◆ WHAT IS EXPECTED ◆
After locating the line with "Would you be able to point out the glass", retype it and every later line exactly, stopping at the end of the records.

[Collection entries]
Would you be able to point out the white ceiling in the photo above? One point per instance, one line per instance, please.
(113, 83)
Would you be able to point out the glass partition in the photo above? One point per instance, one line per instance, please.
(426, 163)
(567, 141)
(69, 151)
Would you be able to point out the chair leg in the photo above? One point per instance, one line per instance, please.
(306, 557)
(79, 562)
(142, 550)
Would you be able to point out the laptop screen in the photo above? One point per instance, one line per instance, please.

◆ ANSWER SECTION ◆
Would you be able to point out the glass partition in the photo above? One point per instance, one line per instance, please.
(426, 163)
(567, 141)
(69, 151)
Would you be able to point out the chair leg in the photo above? One point per instance, one line per instance, please.
(306, 557)
(79, 562)
(142, 550)
Would you be able to point out the laptop screen in the photo above? One point per instance, one line per instance, please.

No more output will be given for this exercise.